→ TASK BRIEF:
Locate, in the data below, the line that contains "Target: hooded jacket" and the line that contains "of the performer"; reproduce exactly those two lines and every line between them, nothing more.

→ DATA RECORDS:
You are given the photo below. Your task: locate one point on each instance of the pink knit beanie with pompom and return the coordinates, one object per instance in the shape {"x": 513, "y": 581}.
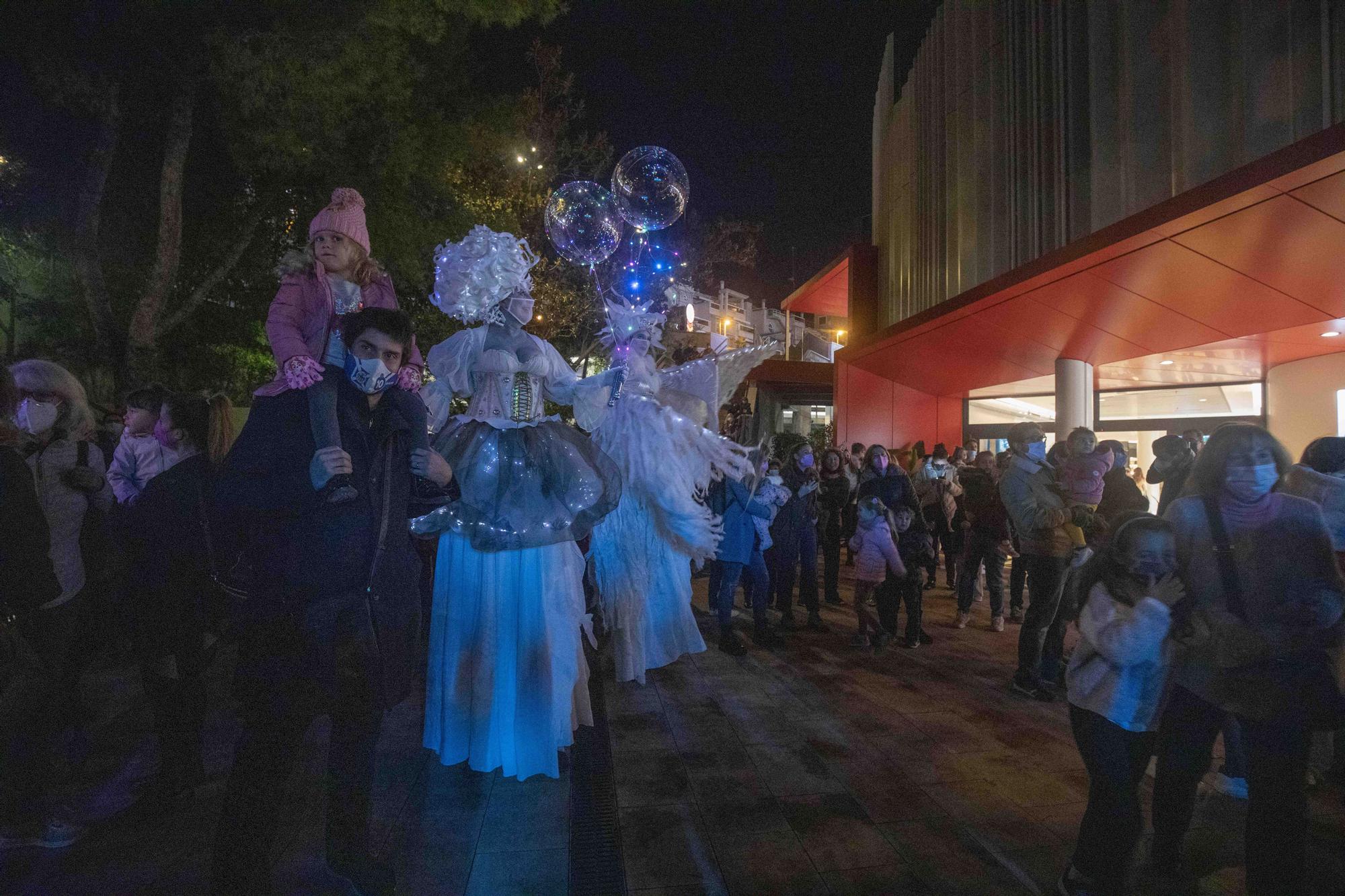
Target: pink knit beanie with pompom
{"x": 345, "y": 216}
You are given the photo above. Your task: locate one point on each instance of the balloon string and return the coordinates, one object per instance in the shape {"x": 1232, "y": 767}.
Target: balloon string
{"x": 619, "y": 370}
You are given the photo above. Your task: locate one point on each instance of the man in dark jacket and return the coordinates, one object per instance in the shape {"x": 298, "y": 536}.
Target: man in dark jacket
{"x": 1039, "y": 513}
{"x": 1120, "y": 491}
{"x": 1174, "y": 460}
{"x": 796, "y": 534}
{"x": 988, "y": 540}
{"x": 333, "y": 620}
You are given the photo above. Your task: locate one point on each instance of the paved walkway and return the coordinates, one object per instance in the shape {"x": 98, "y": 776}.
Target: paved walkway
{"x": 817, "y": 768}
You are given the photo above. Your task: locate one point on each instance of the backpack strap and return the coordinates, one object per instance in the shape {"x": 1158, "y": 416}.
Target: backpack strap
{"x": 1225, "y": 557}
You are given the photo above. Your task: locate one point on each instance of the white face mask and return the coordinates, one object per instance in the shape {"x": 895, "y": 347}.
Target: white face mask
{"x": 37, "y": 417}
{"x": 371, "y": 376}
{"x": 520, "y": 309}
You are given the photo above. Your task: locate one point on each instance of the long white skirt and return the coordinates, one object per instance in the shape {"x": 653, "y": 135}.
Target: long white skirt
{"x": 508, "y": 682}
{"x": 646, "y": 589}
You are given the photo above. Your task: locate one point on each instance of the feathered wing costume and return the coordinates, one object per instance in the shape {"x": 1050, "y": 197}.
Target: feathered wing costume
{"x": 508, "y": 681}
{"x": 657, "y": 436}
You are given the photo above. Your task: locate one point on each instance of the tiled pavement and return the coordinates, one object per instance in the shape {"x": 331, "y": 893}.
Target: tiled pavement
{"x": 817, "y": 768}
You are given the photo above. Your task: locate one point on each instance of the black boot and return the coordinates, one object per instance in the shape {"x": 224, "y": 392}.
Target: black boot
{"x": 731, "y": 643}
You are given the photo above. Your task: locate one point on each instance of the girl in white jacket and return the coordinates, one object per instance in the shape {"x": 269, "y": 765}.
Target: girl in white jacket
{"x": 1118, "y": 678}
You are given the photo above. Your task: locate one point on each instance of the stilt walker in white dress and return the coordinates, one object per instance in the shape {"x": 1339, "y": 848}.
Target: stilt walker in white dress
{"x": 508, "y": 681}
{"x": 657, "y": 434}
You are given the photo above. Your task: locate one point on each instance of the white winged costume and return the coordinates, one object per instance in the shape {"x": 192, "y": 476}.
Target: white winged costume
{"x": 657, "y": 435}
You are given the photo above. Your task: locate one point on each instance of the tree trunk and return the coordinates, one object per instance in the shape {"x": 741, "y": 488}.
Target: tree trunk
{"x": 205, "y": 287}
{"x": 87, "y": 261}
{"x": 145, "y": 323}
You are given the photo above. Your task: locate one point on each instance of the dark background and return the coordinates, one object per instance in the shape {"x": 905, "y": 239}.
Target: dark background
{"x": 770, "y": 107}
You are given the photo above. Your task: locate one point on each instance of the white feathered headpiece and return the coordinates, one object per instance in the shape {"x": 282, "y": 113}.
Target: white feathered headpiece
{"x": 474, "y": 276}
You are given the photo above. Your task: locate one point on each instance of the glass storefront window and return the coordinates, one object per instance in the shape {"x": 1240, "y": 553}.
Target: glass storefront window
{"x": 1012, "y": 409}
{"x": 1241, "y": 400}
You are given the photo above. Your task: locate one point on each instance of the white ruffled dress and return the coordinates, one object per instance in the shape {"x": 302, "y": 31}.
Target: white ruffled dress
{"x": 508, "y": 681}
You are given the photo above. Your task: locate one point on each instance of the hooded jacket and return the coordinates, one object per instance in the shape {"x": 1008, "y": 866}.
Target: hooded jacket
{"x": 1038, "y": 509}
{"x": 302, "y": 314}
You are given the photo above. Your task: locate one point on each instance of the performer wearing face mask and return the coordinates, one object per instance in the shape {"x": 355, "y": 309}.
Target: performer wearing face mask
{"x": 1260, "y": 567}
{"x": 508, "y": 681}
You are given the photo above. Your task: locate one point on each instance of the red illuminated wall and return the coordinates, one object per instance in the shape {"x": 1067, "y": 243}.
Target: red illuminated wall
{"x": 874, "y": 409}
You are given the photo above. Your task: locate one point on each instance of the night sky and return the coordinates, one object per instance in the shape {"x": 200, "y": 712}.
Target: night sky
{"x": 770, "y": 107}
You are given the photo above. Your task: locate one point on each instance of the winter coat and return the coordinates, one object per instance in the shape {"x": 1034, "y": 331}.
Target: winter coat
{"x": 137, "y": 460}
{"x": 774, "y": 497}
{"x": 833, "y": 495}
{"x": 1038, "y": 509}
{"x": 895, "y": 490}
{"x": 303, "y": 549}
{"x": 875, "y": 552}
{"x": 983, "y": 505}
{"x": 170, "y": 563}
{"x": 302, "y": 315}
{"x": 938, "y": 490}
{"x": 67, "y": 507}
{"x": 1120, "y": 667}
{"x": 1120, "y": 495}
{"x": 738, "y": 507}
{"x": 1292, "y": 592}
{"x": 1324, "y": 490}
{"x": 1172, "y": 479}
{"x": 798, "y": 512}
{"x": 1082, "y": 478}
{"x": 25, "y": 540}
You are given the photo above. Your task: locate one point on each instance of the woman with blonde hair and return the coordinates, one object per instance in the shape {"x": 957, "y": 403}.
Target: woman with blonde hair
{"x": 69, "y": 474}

* * *

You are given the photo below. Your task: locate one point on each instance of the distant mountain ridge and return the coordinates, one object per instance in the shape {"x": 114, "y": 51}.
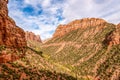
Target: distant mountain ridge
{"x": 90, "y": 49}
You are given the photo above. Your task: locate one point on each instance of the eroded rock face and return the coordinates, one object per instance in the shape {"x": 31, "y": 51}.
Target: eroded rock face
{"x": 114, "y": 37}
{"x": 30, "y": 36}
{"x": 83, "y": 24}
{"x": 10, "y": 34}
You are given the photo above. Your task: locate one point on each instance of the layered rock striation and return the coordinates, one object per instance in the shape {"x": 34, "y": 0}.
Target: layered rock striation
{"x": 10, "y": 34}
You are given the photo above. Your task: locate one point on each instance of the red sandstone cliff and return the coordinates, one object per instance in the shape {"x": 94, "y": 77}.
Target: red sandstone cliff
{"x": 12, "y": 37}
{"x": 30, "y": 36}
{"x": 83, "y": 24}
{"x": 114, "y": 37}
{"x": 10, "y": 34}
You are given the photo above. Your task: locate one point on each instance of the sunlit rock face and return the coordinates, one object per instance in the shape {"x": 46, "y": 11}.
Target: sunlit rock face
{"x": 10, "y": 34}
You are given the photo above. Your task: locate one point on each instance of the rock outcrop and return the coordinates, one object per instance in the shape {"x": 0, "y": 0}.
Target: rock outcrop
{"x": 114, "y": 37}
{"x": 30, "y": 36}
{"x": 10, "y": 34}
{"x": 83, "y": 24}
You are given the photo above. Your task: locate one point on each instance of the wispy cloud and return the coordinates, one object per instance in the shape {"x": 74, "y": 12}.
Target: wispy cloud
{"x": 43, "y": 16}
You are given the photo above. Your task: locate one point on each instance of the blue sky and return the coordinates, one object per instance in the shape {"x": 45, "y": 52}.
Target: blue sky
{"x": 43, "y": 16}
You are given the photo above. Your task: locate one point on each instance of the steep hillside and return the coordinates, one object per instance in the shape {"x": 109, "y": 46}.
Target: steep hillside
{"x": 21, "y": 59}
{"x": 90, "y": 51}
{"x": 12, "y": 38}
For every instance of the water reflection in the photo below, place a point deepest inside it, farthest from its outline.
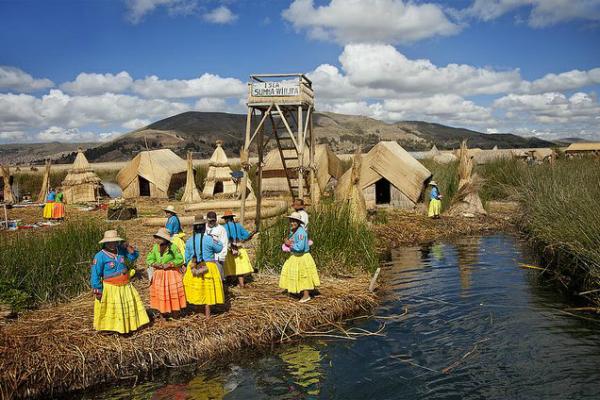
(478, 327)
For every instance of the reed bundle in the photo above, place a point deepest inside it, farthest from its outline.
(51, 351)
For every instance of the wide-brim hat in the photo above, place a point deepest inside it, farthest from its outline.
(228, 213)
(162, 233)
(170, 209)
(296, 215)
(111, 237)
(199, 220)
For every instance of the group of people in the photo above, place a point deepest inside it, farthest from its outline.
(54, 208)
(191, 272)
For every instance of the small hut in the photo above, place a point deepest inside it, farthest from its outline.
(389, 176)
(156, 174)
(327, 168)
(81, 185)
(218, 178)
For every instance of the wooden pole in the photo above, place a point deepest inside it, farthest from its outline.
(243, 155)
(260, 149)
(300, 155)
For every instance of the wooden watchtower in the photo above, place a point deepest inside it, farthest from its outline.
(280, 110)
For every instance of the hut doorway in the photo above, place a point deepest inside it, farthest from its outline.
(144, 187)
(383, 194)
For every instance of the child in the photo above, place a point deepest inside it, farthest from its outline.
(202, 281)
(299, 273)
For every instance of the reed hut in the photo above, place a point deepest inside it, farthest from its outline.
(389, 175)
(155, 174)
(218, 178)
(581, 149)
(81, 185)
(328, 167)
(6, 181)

→ SOLVED EXERCISE:
Target: hooded jacket
{"x": 1038, "y": 509}
{"x": 302, "y": 314}
You are given the photo above. Your task: locate one point on each instance of the performer wearing face mask and return the coordinates, one object per instance in the shape {"x": 355, "y": 309}.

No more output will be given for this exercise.